Task statement: Without any of its pictures, the listing below should be output exactly.

Given records:
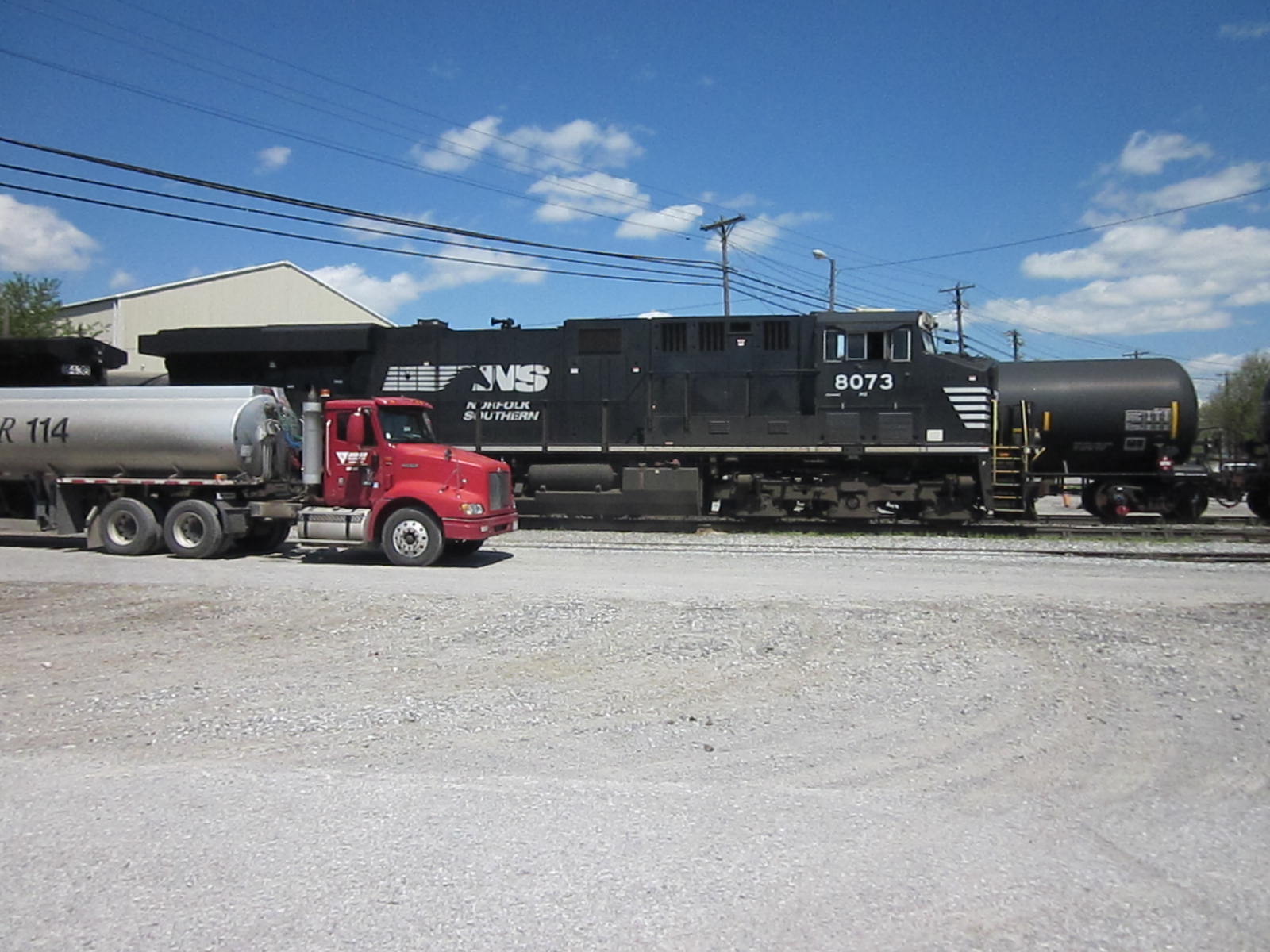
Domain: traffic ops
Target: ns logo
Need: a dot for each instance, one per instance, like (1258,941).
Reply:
(483,378)
(516,378)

Completed task:
Domain: traffic ops
Target: ns logo
Need: a dot for each instance, one per instance, like (1258,941).
Reply:
(483,378)
(516,378)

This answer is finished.